> _Source material_
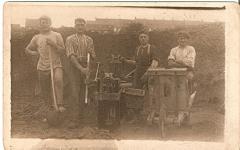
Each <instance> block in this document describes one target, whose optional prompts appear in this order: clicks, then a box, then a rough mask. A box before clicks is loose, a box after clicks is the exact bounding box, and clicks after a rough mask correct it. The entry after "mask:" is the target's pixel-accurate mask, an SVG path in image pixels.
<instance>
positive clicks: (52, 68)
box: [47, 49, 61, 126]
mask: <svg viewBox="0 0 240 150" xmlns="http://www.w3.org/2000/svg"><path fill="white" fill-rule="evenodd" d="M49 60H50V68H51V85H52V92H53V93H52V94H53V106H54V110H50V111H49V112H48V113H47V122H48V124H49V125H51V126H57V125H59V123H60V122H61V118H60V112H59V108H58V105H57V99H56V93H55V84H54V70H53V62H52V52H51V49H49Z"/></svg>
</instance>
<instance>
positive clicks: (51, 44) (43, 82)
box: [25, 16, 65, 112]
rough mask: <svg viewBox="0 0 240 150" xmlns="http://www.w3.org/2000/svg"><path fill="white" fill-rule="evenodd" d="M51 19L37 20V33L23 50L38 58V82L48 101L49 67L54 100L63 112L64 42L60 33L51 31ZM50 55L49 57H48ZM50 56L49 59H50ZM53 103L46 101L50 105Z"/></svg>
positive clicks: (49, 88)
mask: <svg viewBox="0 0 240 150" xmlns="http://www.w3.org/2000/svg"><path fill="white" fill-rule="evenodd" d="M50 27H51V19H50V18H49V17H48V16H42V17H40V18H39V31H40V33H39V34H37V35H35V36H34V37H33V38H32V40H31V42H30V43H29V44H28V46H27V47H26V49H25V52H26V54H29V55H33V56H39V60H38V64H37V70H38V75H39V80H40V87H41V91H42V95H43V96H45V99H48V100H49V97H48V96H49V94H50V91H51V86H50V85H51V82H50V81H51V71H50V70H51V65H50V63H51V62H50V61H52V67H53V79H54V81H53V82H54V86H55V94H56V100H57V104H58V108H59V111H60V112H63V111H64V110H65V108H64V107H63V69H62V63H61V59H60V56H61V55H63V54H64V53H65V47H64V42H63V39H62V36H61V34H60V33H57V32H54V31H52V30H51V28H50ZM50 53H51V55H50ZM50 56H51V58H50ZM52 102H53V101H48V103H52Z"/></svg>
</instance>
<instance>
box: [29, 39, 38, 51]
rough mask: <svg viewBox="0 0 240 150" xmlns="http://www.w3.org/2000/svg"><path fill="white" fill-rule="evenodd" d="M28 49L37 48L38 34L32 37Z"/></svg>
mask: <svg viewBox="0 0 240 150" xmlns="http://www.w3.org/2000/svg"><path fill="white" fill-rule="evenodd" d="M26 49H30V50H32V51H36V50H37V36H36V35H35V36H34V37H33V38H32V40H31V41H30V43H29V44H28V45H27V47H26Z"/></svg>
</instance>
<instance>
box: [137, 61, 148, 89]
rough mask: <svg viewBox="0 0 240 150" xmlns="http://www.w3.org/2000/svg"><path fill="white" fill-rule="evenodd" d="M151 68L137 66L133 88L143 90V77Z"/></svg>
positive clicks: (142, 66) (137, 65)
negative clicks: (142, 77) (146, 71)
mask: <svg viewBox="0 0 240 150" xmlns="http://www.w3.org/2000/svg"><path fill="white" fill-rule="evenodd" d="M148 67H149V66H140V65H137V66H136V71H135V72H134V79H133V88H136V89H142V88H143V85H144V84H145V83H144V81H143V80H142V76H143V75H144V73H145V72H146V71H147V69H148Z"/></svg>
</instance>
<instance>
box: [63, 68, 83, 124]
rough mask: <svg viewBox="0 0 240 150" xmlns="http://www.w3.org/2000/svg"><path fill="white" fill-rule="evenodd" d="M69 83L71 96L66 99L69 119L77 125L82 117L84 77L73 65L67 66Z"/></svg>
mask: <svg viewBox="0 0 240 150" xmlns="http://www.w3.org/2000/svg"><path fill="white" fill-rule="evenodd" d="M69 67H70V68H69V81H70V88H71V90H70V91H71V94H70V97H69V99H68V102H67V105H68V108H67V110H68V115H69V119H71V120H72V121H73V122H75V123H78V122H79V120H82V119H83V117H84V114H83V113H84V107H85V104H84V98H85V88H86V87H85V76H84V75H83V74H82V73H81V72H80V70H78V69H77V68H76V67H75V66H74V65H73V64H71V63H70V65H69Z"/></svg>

> _Prompt_
Pull out every line of the records above that contains the string "clicks".

> _Solution to the exercise_
Each <instance> block in this document describes one target, whose optional prompts appear in this order: clicks, then a box, then a rough mask. A box before clicks is loose, a box after clicks is the exact bounding box, and clicks after a rough mask correct it. The entry after "mask:" is the target's pixel-accurate mask, an SVG path in image pixels.
positive clicks: (52, 68)
positive clicks: (51, 44) (43, 82)
positive clicks: (49, 88)
positive clicks: (142, 66) (137, 65)
negative clicks: (142, 77) (146, 71)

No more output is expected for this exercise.